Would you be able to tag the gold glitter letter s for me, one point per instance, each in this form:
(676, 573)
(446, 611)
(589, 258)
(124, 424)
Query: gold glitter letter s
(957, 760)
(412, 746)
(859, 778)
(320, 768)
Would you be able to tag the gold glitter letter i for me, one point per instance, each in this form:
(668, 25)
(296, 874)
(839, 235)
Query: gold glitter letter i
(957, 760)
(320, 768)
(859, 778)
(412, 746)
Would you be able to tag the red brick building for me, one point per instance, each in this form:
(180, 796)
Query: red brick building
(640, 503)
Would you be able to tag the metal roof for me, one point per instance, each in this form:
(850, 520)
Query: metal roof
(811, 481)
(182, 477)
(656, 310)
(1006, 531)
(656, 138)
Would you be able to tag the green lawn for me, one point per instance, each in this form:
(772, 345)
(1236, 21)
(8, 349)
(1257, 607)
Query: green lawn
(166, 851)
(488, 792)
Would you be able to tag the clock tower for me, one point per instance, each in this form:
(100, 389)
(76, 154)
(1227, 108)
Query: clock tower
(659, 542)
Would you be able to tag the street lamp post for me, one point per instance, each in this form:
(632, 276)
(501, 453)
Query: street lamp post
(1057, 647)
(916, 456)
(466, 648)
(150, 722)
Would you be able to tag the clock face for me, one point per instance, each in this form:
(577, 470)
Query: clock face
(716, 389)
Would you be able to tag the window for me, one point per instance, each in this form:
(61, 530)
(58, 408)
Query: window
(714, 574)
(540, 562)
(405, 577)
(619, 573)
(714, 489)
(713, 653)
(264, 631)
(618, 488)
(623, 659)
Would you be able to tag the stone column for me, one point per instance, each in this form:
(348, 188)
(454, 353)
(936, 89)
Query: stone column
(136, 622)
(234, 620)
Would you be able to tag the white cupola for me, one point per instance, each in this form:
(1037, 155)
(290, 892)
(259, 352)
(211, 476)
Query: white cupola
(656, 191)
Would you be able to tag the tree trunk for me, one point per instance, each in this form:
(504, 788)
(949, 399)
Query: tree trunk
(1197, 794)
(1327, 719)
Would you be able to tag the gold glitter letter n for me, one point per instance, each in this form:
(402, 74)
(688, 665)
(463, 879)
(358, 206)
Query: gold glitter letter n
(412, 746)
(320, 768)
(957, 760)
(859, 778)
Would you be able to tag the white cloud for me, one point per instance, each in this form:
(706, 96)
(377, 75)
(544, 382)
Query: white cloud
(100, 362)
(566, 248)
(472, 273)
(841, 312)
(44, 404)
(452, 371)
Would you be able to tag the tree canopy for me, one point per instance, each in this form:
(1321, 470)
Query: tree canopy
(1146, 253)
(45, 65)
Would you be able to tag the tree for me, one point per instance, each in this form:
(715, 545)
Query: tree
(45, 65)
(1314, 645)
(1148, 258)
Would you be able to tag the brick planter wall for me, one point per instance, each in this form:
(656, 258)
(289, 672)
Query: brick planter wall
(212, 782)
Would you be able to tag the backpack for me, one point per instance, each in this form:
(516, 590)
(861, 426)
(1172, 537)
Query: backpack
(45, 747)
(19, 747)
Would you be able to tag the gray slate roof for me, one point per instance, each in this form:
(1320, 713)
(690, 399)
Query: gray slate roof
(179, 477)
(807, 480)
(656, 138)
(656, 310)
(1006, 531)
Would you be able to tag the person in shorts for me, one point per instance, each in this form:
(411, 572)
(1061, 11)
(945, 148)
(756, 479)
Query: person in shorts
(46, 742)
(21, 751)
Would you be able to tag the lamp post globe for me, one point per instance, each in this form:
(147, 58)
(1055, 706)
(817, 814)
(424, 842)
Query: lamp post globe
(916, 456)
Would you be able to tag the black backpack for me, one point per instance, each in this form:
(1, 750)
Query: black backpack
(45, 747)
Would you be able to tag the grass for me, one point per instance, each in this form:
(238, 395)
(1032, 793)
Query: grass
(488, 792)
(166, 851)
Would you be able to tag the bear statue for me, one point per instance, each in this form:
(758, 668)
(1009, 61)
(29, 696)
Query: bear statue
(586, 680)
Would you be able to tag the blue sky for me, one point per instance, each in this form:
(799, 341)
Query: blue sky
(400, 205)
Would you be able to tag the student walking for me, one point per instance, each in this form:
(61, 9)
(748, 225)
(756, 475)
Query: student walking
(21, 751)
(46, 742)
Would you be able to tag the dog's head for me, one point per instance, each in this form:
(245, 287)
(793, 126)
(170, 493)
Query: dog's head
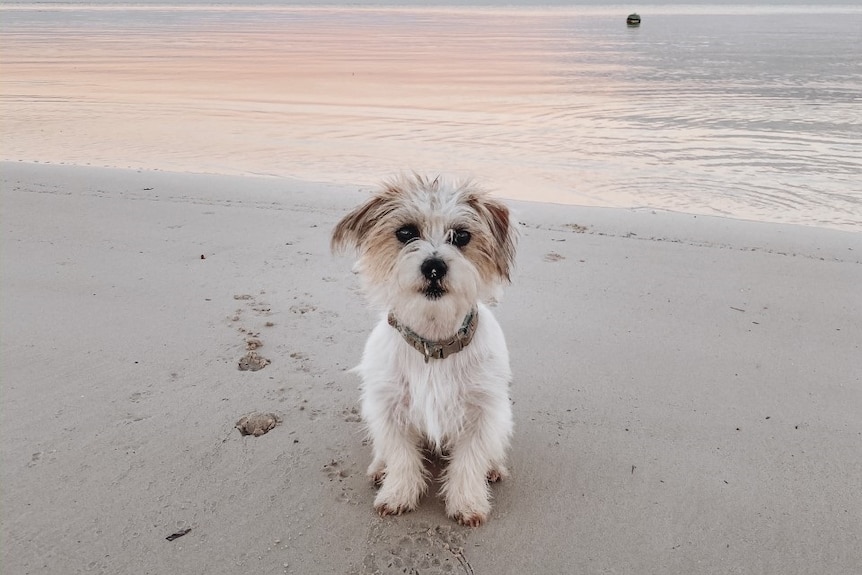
(430, 246)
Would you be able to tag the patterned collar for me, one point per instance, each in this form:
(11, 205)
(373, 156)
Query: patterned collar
(439, 349)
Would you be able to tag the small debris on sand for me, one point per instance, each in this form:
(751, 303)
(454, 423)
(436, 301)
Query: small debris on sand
(257, 423)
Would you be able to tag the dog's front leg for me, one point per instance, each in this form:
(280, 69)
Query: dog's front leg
(398, 467)
(477, 457)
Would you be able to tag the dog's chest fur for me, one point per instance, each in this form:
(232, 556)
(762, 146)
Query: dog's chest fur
(437, 399)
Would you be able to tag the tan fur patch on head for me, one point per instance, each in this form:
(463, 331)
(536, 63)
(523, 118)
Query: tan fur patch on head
(436, 210)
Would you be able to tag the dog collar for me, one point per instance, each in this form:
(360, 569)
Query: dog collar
(439, 349)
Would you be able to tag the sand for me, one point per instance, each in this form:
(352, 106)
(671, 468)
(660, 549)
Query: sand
(687, 389)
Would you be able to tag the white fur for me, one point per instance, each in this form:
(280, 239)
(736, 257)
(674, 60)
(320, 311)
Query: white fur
(458, 406)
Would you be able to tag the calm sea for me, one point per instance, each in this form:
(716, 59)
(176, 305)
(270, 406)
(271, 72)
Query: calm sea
(753, 112)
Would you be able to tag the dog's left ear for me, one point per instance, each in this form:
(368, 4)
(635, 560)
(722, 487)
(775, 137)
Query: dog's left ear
(353, 228)
(504, 232)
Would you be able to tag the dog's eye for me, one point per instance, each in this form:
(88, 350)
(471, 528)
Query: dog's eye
(460, 238)
(407, 233)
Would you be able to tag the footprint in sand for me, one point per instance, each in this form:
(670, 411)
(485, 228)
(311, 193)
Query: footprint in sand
(252, 361)
(436, 550)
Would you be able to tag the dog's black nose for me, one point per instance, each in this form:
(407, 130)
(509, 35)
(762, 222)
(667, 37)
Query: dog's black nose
(434, 269)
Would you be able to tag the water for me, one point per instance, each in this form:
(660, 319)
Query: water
(752, 112)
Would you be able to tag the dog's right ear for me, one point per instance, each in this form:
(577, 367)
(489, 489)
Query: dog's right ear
(353, 229)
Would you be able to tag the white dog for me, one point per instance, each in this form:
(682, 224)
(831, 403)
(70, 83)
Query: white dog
(435, 370)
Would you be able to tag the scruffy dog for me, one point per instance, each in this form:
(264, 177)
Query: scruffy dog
(435, 370)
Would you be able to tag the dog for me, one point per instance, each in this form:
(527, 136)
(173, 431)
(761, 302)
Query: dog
(435, 370)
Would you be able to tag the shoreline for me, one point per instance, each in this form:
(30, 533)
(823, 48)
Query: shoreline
(686, 393)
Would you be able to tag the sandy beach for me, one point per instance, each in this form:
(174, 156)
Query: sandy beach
(687, 389)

→ **Exercise details**:
Turn the listing above into a JSON list of strings with one string per line, skipping blank lines. Leave the pictures out.

→ **Answer to the task**:
[
  "Would you be able to tag the gold glitter letter s for me, one point per instance, each in this form:",
  "(676, 573)",
  "(446, 611)",
  "(589, 258)",
  "(124, 424)",
  "Query: gold glitter letter s",
  "(957, 760)",
  "(412, 746)",
  "(859, 778)",
  "(320, 768)",
  "Would you be able to tag the gold glitter letter i for me, one point per instance, each in this form:",
  "(668, 25)",
  "(296, 874)",
  "(839, 235)",
  "Query: gold glitter letter i",
  "(957, 760)",
  "(320, 768)",
  "(859, 778)",
  "(412, 746)",
  "Would you be able to tag the red brick building for me, one point per instance, each in this form:",
  "(180, 796)",
  "Query: red brick building",
  "(640, 503)",
  "Would you be able to tag the metal roof for me, one point per instance, each in this form:",
  "(850, 520)",
  "Query: metal roof",
  "(811, 481)",
  "(182, 477)",
  "(656, 310)",
  "(1006, 531)",
  "(656, 138)",
  "Would you be able to tag the green lawn for me, one point per instance, each in this form:",
  "(772, 345)",
  "(1236, 21)",
  "(8, 349)",
  "(1257, 607)",
  "Query: green lawn",
  "(166, 851)",
  "(488, 792)",
  "Would you be able to tag the clock tower for me, one point per instance, each in this form:",
  "(100, 389)",
  "(76, 154)",
  "(1227, 108)",
  "Query: clock tower",
  "(659, 542)",
  "Would you be able to tag the street lamp post for me, one point per instance, each in this form:",
  "(632, 276)",
  "(501, 453)",
  "Query: street lamp post",
  "(1057, 647)",
  "(916, 456)",
  "(466, 648)",
  "(150, 722)",
  "Would you be able to tag the clock face for me, one point per instance, each in this form:",
  "(577, 470)",
  "Query: clock face",
  "(716, 389)",
  "Would you be able to tag the window for me, one point per instance, each in this form:",
  "(61, 530)",
  "(58, 408)",
  "Query: window",
  "(714, 574)",
  "(540, 562)",
  "(405, 577)",
  "(619, 573)",
  "(714, 489)",
  "(713, 653)",
  "(264, 631)",
  "(618, 488)",
  "(623, 659)",
  "Would you be able to tag the stone column for me, one point per instance, each in this form:",
  "(348, 188)",
  "(454, 353)",
  "(936, 89)",
  "Query: stone column",
  "(136, 622)",
  "(234, 620)",
  "Would you be able to tag the white cupola for me, one point per instance, each in this form:",
  "(1037, 155)",
  "(290, 892)",
  "(259, 352)",
  "(211, 476)",
  "Query: white cupola",
  "(656, 191)",
  "Would you be able to tag the tree trunk for me, one point per instance, each in this form:",
  "(504, 788)",
  "(949, 399)",
  "Query: tree trunk",
  "(1197, 794)",
  "(1327, 719)",
  "Would you be able to tag the gold glitter letter n for me, one point per instance, each in this form:",
  "(402, 74)",
  "(688, 665)",
  "(463, 879)",
  "(358, 206)",
  "Query: gold glitter letter n",
  "(412, 746)",
  "(320, 768)",
  "(957, 760)",
  "(859, 778)",
  "Would you be able to tag the white cloud for me, one point per instance, each in this form:",
  "(706, 96)",
  "(377, 75)",
  "(544, 382)",
  "Query: white cloud",
  "(100, 362)",
  "(566, 248)",
  "(472, 273)",
  "(841, 312)",
  "(44, 404)",
  "(452, 371)",
  "Would you be able to tag the tree canopy for me, one point per instance, each in this form:",
  "(1321, 470)",
  "Query: tree canopy",
  "(1146, 253)",
  "(45, 65)",
  "Would you be able to tag the tree for me, one point per instance, each in this form:",
  "(715, 545)",
  "Query: tree",
  "(45, 65)",
  "(1314, 645)",
  "(1148, 258)",
  "Would you be able to tag the brick planter wall for me, one point per instance, each in this form:",
  "(656, 258)",
  "(289, 672)",
  "Query: brick planter wall",
  "(212, 782)",
  "Would you be able to tag the backpack for me, one point per instance, each in this form:",
  "(516, 590)",
  "(861, 426)",
  "(1172, 537)",
  "Query: backpack",
  "(45, 747)",
  "(19, 747)",
  "Would you be able to tag the gray slate roof for me, one point per instance, each in this form:",
  "(1320, 713)",
  "(690, 399)",
  "Query: gray slate roof",
  "(179, 477)",
  "(807, 480)",
  "(656, 138)",
  "(656, 310)",
  "(1006, 531)",
  "Would you be able to tag the person in shorts for me, one point per instance, each in this form:",
  "(411, 572)",
  "(1061, 11)",
  "(945, 148)",
  "(756, 479)",
  "Query: person in shorts",
  "(46, 742)",
  "(21, 751)",
  "Would you be able to tag the lamp post globe for me, one point per instance, each in this form:",
  "(147, 58)",
  "(1055, 706)",
  "(817, 814)",
  "(424, 842)",
  "Query: lamp post globe",
  "(916, 456)",
  "Would you be able to tag the black backpack for me, one point per instance, each in this form:",
  "(1, 750)",
  "Query: black backpack",
  "(45, 747)",
  "Would you be able to tag the grass for me, one point per instance, each in this form:",
  "(238, 395)",
  "(1032, 793)",
  "Query: grass",
  "(488, 792)",
  "(166, 851)",
  "Would you be able to tag the bear statue for me, one point per instance, each in this form:",
  "(758, 668)",
  "(1009, 61)",
  "(29, 696)",
  "Query: bear statue",
  "(586, 680)",
  "Would you be able to tag the blue sky for me, one point per instance, each in this form:",
  "(799, 341)",
  "Query: blue sky",
  "(400, 205)",
  "Would you be able to tag the student walking for me, one point per instance, each in this form:",
  "(61, 9)",
  "(748, 225)",
  "(756, 475)",
  "Query: student walking",
  "(21, 751)",
  "(46, 742)",
  "Would you be able to tag the dog's head for me, one point per instance, each in this form:",
  "(245, 287)",
  "(793, 126)",
  "(170, 493)",
  "Query: dog's head",
  "(430, 246)",
  "Would you be able to tag the patterned collar for me, one point per instance, each in this form:",
  "(11, 205)",
  "(373, 156)",
  "Query: patterned collar",
  "(439, 349)",
  "Would you be able to tag the small debris on sand for me, one point per instance, each in this form:",
  "(751, 303)",
  "(454, 423)",
  "(436, 301)",
  "Query: small debris on sand",
  "(257, 423)",
  "Would you be able to tag the dog's front leg for me, one point per instance, each in this form:",
  "(280, 69)",
  "Query: dog's front leg",
  "(398, 467)",
  "(477, 457)",
  "Would you be able to tag the dog's chest fur for me, one point per instance, each in this form:",
  "(232, 556)",
  "(762, 146)",
  "Query: dog's chest fur",
  "(437, 399)",
  "Would you be able to tag the tan fur patch on head for me, one point per instance, each in this form:",
  "(463, 331)",
  "(536, 63)",
  "(523, 118)",
  "Query: tan fur patch on head",
  "(436, 210)",
  "Would you be able to tag the dog collar for me, one point per instance, each in this form:",
  "(360, 569)",
  "Query: dog collar",
  "(439, 349)",
  "Would you be able to tag the sand for me, one point per instance, each in this form:",
  "(352, 106)",
  "(671, 468)",
  "(660, 549)",
  "Query: sand",
  "(687, 389)",
  "Would you be able to tag the white fur for me, one point per instance, each in this form:",
  "(280, 239)",
  "(736, 257)",
  "(674, 60)",
  "(320, 311)",
  "Query: white fur",
  "(458, 406)",
  "Would you be able to tag the calm sea for me, one point per instance, each in this form:",
  "(716, 59)",
  "(176, 305)",
  "(270, 406)",
  "(271, 72)",
  "Query: calm sea",
  "(753, 112)",
  "Would you be able to tag the dog's left ear for me, one point per instance, each in this form:",
  "(368, 4)",
  "(635, 560)",
  "(722, 487)",
  "(775, 137)",
  "Query: dog's left ear",
  "(353, 228)",
  "(504, 232)",
  "Would you be able to tag the dog's eye for me, one point per instance, each in this form:",
  "(88, 350)",
  "(471, 528)",
  "Query: dog's eye",
  "(460, 238)",
  "(407, 233)",
  "Would you be able to tag the footprint in sand for me, one point per instance, each in this form:",
  "(670, 411)",
  "(485, 228)",
  "(311, 193)",
  "Query: footprint in sand",
  "(252, 361)",
  "(436, 550)",
  "Would you be able to tag the dog's black nose for me, one point per instance, each in this form:",
  "(407, 130)",
  "(509, 35)",
  "(762, 222)",
  "(667, 37)",
  "Query: dog's black nose",
  "(434, 269)",
  "Would you be able to tag the water for me, one point per instance, each in this form:",
  "(660, 319)",
  "Query: water",
  "(752, 112)",
  "Would you be able to tag the dog's right ear for me, one point per instance, each in this form:",
  "(577, 367)",
  "(489, 489)",
  "Query: dog's right ear",
  "(353, 229)",
  "Would you be able to tag the white dog for me, one point per instance, each in this form:",
  "(682, 224)",
  "(831, 403)",
  "(70, 83)",
  "Query: white dog",
  "(435, 370)",
  "Would you be able to tag the scruffy dog for me, one point per instance, each in this form:",
  "(264, 177)",
  "Query: scruffy dog",
  "(435, 370)",
  "Would you be able to tag the dog for me, one point per instance, each in this form:",
  "(527, 136)",
  "(173, 431)",
  "(761, 302)",
  "Query: dog",
  "(435, 370)",
  "Would you be able to tag the shoreline for me, one point per instance, each in this form:",
  "(30, 533)",
  "(823, 48)",
  "Query: shoreline",
  "(686, 393)",
  "Would you be able to tag the sandy beach for me, one point per instance, each in this form:",
  "(174, 156)",
  "Query: sandy beach",
  "(687, 389)"
]